*Stated goal:* Return, word for word, the part of the FeSe superconductivity text below from "An experiment that" to "FeSe [15, 16].".

*Passage:*
— begin —

The first factor, namely heavy electron doping, shapes the fermiology into that best for the intrinsic electron pairing mechanism to act [17]. Concerning the intrinsic pairing mechanism there are two main candidates: the spin [18–23] and orbital [24] fluctuations mediated pairing. However, these proposals are based on approximations that are often not controlled in the presence of strong correlations. By now there are mounting experimental [25–27] and theoretical [28–30] evidences that iron-based superconductors, in particular the iron-chalcogenide superconductors, are strongly correlated. Thus, a theoretical method free of uncontrolled approximations suitable for handling such situation is in high demand.

An experiment that sheds lots of light on the second factor, i.e., the effects of substrate, is the ARPES result of Ref. [15], which shows “replica bands” approximately 100 meV away from all low binding energy bands. Such phenomenon is explained in terms of “phonon shake off”, and the phonons are identified with the longitudinal optical phonon branch of STO [15, 16]. This result suggests there is a strong coupling between the FeSe electrons and STO phonons. Moreover, it is conjectured that such coupling can substantially enhance the *T*_{c} intrinsic to heavily electron doped FeSe [15, 16].

In the rest of the paper, we perform large-scale projector quantum Monte Carlo (QMC) [31–33] simulation (details are discussed in Ref. [34]). It turns out that the fermiology, namely the existence of two separate electron Fermi pockets, of (FeSe)_{1}/STO allows the simulation to be free of the fermion minus sign problem. This enables us to perform approximation-free unbiased study of the intrinsic electronic pairing mechanisms, namely, the antiferromagnetic (AFM) and antiferro-orbital (AFO) fluctuation mediated pairing. It also allows us to study the effects of electron–phonon interaction between FeSe and STO [16] and nematic fluctuations [35, 36] on *T*_{c}.

A summary of our results is as follows. For the intrinsic pairing mechanisms we have studied two types of spin fluctuations and one type of orbital fluctuations. A commonality between these fluctuations is that they all scatter electrons from one Fermi pocket to the other. (1) For spin fluctuations mimicking the nearest-neighbor AFM exchange interaction (the “*J*_{1}-type” spin fluctuation) the ground state exhibits *nodeless**d*-wave superconducting (SC) long range order. (2) For spin fluctuations mimicking the next-nearest-neighbor AFM exchange interaction (the “*J*_{2}-type”spin fluctuation) the ground state exhibits *s*-wave SC long range order. (3) The AFO fluctuations trigger *s*-wave pairing. For the enhancement mechanisms we have studied the small momentum transfer electron–phonon interactions and the nematic fluctuations. Our results clearly show (4) the small momentum transfer electron–phonon interaction significantly strengthens the Cooper pairing triggered by both spin and orbital fluctuations. (5) Similar to the electron–phonon interaction nematic fluctuations also strengthen the Cooper pairing triggered by all three intrinsic mechanisms discussed above. A highlight of some of the main results is shown in Fig. 1.

— end —

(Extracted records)
— begin —

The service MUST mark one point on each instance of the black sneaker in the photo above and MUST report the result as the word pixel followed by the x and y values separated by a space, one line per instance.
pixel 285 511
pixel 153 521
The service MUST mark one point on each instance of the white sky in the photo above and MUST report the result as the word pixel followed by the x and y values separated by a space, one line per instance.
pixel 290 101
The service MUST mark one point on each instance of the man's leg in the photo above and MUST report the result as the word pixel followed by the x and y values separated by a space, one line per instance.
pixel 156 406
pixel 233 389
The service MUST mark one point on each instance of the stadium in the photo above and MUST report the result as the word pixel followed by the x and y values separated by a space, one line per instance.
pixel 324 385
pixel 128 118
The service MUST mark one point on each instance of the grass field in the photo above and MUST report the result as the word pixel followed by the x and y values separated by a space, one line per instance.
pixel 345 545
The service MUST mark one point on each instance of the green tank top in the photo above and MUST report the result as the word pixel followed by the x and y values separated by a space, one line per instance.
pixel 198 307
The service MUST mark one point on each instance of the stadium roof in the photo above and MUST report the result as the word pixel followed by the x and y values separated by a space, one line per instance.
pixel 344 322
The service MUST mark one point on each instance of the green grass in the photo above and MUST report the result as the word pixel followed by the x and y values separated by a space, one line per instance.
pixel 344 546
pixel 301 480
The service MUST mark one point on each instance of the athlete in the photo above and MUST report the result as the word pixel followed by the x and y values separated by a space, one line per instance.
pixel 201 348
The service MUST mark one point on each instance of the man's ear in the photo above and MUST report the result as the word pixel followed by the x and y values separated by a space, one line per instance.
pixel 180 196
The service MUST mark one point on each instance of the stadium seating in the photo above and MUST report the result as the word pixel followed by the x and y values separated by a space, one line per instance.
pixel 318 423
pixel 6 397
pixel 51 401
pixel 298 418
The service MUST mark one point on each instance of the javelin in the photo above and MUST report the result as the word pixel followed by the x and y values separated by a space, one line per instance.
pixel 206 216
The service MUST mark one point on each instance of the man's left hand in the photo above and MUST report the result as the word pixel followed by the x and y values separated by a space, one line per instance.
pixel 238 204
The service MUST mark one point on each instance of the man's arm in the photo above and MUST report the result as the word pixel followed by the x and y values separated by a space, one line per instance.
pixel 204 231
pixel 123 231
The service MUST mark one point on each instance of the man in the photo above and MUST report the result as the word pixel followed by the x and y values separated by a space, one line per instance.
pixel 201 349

— end —
— begin —

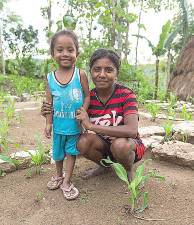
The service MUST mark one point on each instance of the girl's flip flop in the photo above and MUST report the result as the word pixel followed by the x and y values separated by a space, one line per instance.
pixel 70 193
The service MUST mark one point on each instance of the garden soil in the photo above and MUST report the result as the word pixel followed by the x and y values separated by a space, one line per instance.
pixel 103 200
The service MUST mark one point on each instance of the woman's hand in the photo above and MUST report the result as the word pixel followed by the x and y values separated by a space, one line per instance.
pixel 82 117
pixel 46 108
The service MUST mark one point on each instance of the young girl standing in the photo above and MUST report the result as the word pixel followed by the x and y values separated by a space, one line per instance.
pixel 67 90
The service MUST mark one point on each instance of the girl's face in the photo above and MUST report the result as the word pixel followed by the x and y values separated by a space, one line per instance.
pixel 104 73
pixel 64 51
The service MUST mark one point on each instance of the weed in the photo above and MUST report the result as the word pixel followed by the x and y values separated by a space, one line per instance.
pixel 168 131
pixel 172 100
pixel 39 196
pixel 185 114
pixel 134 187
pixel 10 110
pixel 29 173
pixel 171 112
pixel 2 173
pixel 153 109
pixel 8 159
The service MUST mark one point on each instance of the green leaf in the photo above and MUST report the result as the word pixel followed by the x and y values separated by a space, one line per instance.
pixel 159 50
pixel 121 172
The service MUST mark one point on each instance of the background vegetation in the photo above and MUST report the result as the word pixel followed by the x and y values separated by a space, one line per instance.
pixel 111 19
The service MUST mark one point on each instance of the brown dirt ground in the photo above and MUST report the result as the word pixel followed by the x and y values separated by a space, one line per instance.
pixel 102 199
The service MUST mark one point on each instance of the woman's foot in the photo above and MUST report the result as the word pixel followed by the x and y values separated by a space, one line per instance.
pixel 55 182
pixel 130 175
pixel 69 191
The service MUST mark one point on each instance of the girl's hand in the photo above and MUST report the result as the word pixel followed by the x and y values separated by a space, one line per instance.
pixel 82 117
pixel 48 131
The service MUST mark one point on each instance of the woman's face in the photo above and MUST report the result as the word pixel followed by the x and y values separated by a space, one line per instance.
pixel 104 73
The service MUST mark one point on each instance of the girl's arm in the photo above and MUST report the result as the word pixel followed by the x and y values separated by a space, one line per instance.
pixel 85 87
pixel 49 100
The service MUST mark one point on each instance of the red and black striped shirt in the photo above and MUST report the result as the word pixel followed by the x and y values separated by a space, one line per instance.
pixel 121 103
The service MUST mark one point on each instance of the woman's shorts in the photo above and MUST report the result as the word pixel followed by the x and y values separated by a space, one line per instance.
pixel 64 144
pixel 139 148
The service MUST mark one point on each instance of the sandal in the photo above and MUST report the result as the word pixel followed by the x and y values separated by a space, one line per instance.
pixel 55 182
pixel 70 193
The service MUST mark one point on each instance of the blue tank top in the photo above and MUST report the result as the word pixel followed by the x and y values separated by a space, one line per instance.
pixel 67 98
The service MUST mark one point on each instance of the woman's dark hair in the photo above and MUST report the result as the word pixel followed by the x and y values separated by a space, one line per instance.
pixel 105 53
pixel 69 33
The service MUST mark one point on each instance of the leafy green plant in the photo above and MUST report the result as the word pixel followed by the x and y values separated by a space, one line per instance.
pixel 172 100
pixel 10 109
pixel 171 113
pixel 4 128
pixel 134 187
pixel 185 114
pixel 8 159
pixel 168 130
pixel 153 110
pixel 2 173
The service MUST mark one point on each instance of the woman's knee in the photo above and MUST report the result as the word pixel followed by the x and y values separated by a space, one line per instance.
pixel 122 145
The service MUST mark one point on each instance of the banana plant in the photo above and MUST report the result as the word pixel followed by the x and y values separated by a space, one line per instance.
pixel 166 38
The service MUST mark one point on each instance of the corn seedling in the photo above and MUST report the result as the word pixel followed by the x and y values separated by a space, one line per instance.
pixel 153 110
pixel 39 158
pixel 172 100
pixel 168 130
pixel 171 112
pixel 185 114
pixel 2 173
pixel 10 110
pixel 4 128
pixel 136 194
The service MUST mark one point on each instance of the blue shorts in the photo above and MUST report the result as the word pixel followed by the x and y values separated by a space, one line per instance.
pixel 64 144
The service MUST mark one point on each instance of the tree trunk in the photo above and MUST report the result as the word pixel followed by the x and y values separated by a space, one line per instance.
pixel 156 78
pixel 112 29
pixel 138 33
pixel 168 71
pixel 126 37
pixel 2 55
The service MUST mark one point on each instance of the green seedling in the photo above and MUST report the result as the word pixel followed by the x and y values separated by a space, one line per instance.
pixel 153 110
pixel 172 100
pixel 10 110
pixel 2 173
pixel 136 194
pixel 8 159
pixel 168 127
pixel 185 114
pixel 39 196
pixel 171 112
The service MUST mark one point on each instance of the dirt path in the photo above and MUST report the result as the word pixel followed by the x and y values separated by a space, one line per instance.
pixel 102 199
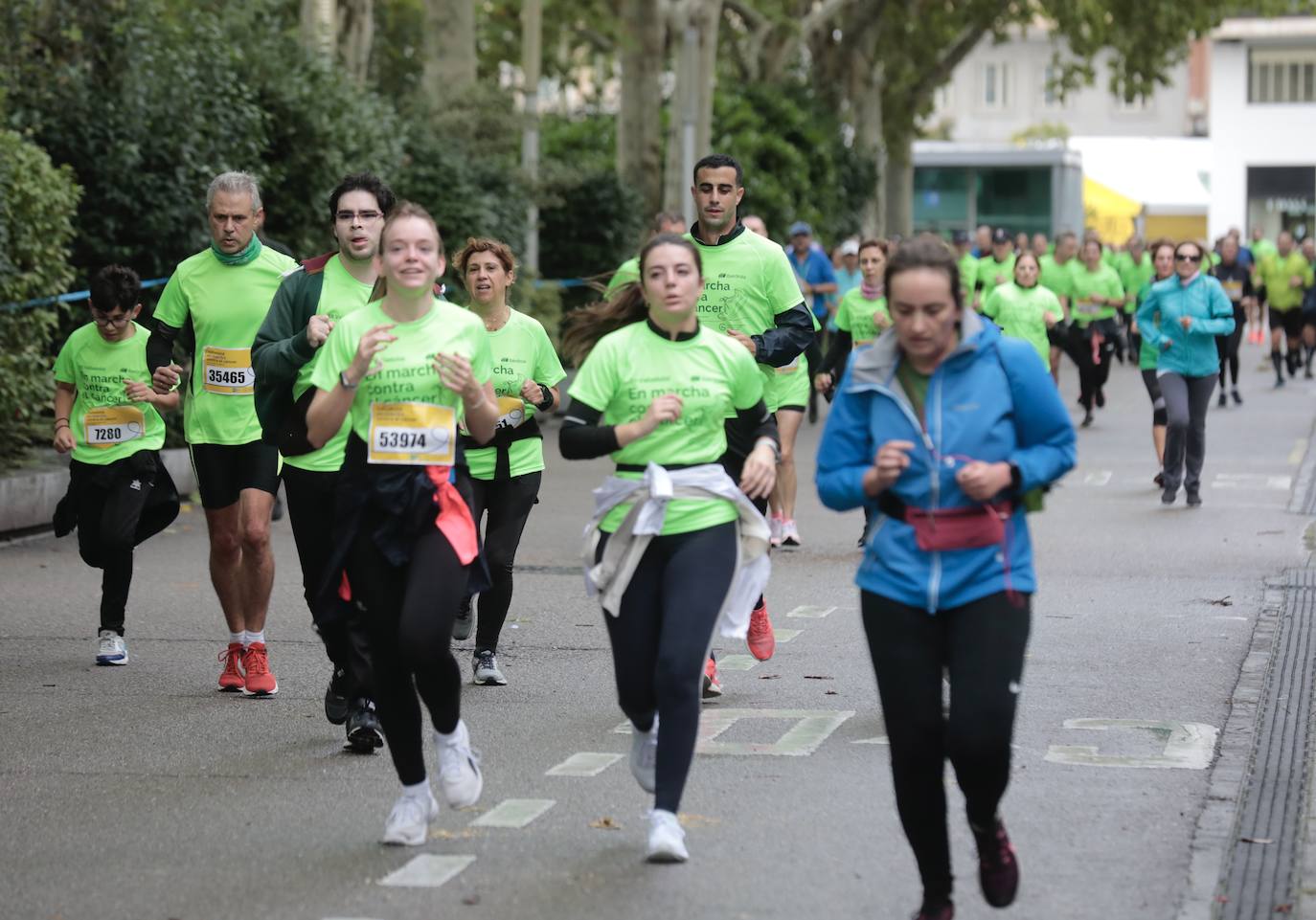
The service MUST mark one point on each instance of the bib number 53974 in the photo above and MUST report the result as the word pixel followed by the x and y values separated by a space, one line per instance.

— end —

*Response:*
An experiment that sheds lots of light on the second factor, i.e., the effects of substrate, is the ARPES result of Ref. [15], which shows “replica bands” approximately 100 meV away from all low binding energy bands. Such phenomenon is explained in terms of “phonon shake off”, and the phonons are identified with the longitudinal optical phonon branch of STO [15, 16]. This result suggests there is a strong coupling between the FeSe electrons and STO phonons. Moreover, it is conjectured that such coupling can substantially enhance the *T*_{c} intrinsic to heavily electron doped FeSe [15, 16].